> TASK INPUT:
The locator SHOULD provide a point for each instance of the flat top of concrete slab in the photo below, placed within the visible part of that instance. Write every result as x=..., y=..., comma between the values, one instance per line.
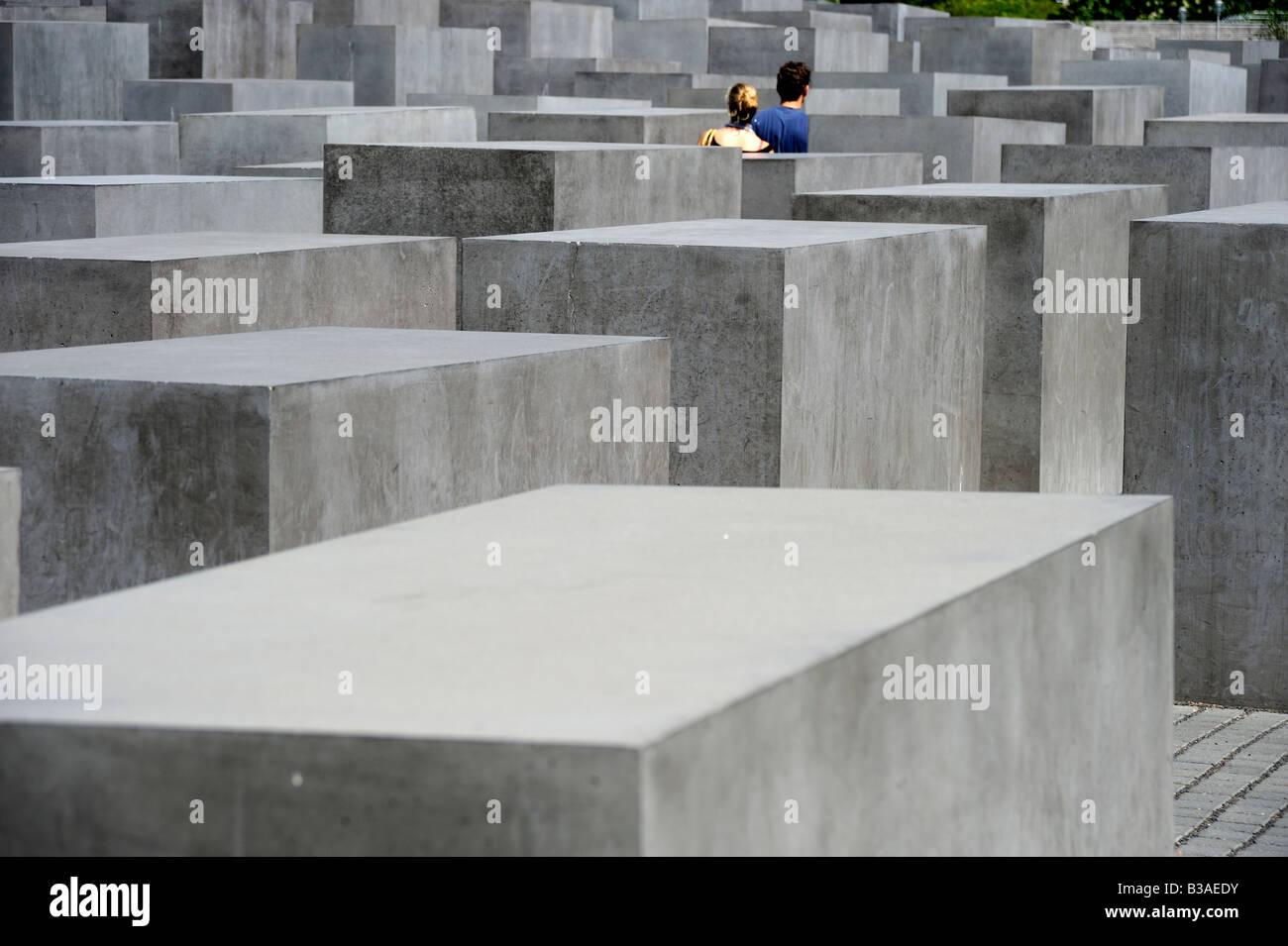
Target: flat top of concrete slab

...

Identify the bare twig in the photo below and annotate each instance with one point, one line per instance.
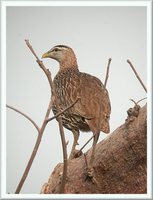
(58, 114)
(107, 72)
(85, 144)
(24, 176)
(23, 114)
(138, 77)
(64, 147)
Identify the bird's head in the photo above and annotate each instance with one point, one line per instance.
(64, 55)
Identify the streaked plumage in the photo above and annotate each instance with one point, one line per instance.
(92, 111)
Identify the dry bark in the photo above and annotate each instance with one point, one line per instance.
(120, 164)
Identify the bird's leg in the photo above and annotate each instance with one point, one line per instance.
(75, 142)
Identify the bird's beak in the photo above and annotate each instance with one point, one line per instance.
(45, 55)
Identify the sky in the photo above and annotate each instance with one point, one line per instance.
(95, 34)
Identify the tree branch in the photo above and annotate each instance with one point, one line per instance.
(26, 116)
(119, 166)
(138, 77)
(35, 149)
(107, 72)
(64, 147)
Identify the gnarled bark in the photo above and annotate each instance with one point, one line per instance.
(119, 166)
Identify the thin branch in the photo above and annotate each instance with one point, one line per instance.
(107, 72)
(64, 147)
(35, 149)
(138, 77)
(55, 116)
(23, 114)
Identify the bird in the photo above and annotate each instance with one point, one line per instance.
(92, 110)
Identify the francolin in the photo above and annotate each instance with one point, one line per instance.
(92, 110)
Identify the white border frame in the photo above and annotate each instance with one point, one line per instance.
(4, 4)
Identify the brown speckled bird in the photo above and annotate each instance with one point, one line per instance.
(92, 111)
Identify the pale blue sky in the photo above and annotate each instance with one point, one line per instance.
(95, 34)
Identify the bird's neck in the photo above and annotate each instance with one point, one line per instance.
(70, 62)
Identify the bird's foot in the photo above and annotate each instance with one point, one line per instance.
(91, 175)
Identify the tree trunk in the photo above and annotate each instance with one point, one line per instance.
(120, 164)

> YOUR INSTRUCTIONS: Wherever the string "concrete" appears in a line of the records, copy that line.

> SOLUTION TO THE EXERCISE:
The locator SHOULD provide a point for each instance of the flat top of concrete slab in the photo below, placed within the visible part of that instance. Write every result as x=..., y=..., comma between the values, one instance per line.
Target: flat top of concrete slab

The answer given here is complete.